** EXERCISE PROMPT **
Rewrite the rows below, changing "chimney" to "smokestack" and keeping everything else the same.

** RECORDS **

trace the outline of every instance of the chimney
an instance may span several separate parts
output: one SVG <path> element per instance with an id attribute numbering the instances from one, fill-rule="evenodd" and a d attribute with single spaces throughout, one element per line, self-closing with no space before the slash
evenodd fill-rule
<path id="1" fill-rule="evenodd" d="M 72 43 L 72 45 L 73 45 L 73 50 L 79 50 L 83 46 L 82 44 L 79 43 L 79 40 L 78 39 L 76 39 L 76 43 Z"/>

** EXERCISE SOLUTION **
trace the outline of every instance of the smokestack
an instance may span several separate parts
output: one SVG <path> element per instance with an id attribute numbering the instances from one, fill-rule="evenodd" and a d attribute with single spaces throughout, one element per line, self-closing with no space before the slash
evenodd fill-rule
<path id="1" fill-rule="evenodd" d="M 72 43 L 72 45 L 73 45 L 73 50 L 79 50 L 83 46 L 82 44 L 79 43 L 79 40 L 78 39 L 76 39 L 76 43 Z"/>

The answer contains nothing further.